Postagens em rede social
denunciam assédio e machismo de professores na USP de Ribeirão Preto, SP (Foto:
Reprodução/Facebook)
Os relatos são deixados por
alunas que se sentiram ofendidas por professores e que se consideram vítimas de
machismo e assédio. Em uma das postagens, uma estudante afirma que foi
intimidada para que terminasse com mais rapidez uma prova.
Segundo a aluna, a pressão que
ela sofreu não foi feita a outros dois alunos homens que também continuavam na
sala. "O docente continuou seus insultos frisando quão fracas eram as
mulheres", escreveu a estudante, que não se identificou.
"Eles [professores] acabam
falando coisas machistas, homofóbicas, têm comportamentos até racistas em
relação aos alunos ou até mesmo discriminação por questões físicas,
humilhações", diz a estudante de economia empresarial Karina Miwa Konno.
Postagens em rede social
denunciam assédio e machismo de professores na USP de Ribeirão Preto, SP (Foto:
Reprodução/Facebook)
Igualdade de gênero
Além de denunciar o machismo e
casos de assédio envolvendo os professores, as alunas querem também levantar
discussões sobre representatividade e questões de gênero. "Na USP esse
assunto foi árido por muitos anos e nos precisávamos falar sobre isso",
afirma Karina.
"A questão de igualdade de
gênero não é só uma questão feminina, é uma questão na qual os homens têm que
participar, porque é uma questão de representação, tem a ver com dificuldade
histórica, de falta de legitimidade. A gente não está falando de movimentos
feministas, a gente fala de direitos iguais", completa.
Para a professora Roseli, as
discussões abertas com a exposição nas redes sociais servem para iniciar uma
mudança de comportamento. "Temos uma estrutura social que atribui papéis a
homens e mulheres que já dividem encargos familiares de forma completamente
desigual, então vejo isso como um problema que está muitos passos antes",
diz.

• O QUE FAZER:
A. Enumere as condutas que a estudante Karina Miwa Konno atribui aos professores na fala citada no texto sobre as denúncias na USP de Ribeirão Preto.
B. Resuma em duas frases o texto sobre as denúncias na USP de Ribeirão Preto.
C. Apresente uma continuação do texto sobre as denúncias na USP de Ribeirão Preto a partir da última frase.
As linhas constituem um material independente do texto.

• Dados de localização de objetos por linguagem natural:

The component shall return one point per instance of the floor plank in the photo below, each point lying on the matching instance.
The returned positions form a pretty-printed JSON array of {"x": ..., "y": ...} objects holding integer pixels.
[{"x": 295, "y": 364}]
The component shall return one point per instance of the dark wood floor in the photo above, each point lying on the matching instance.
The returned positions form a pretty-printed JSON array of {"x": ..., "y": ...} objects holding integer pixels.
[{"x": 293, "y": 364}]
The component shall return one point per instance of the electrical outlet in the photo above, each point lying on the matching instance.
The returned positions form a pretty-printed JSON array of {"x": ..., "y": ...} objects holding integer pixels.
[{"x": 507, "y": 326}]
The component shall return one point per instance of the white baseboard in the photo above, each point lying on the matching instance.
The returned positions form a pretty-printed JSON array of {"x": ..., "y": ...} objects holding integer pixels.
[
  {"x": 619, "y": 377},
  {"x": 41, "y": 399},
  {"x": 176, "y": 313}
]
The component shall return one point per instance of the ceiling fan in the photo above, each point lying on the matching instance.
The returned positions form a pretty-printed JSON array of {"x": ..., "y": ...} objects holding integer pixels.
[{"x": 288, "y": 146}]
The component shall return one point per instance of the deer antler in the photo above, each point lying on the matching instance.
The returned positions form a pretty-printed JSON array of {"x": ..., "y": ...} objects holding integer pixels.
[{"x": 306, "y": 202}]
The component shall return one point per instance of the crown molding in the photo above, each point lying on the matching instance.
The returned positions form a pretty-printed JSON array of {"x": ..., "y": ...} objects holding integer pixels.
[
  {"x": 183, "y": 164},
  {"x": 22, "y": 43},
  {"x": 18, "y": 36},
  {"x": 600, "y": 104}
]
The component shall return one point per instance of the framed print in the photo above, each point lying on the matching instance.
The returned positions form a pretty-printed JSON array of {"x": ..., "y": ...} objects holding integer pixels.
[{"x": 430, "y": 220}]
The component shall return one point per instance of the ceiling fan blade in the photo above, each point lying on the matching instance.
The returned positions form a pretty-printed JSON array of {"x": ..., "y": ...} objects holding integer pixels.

• RESPOSTAS POR ITEM:
A.
- falar coisas machistas
- falar coisas homofóbicas
- comportamentos até racistas
- discriminação por questões físicas
- humilhações

B. Alunas da USP de Ribeirão Preto usam postagens em rede social para denunciar machismo e assédio de professores, entre elas uma estudante que afirma ter sido intimidada para terminar uma prova com mais rapidez. Além das denúncias, as alunas querem levantar discussões sobre representatividade e igualdade de gênero, e a professora Roseli considera que a exposição nas redes sociais serve para iniciar uma mudança de comportamento.

C.
Alunas falam de assédio na
Faculdade de Economia da USP em Ribeirão (Foto: Reprodução/Facebook)
Segundo as organizadoras da
página, a função do canal aberto no Facebook é, além de levantar a discussão,
tentar mudar algumas atitudes. "Depois da página fui abordada por alguns
professores dizendo que falou sobre o que estava acontecendo com a mulher, a
filha, que começou a prestar atenção nisso", explica Amanda.
As denúncias são deixadas pelas
estudantes em formulários na página e a intenção é que elas também recebam
apoio jurídico, quando solicitado. "Queremos dar suporte às mulheres que
queiram levar isso para esfera criminal, porque têm alguns casos que são
necessários ser levados para fora, para um questão civil".
Além disso, a página pretende
ampliar a discussão com a própria universidade, que mantém canais para
denúncias, mas é considerada "omissa" pelas estudantes. "A USP
sempre foi bastante omissa em relação à condução de sindicâncias e processos
associados à violência de gênero e o grande problema é como eles são
conduzidos, muitos ficam pelo caminho", avalia Roseli.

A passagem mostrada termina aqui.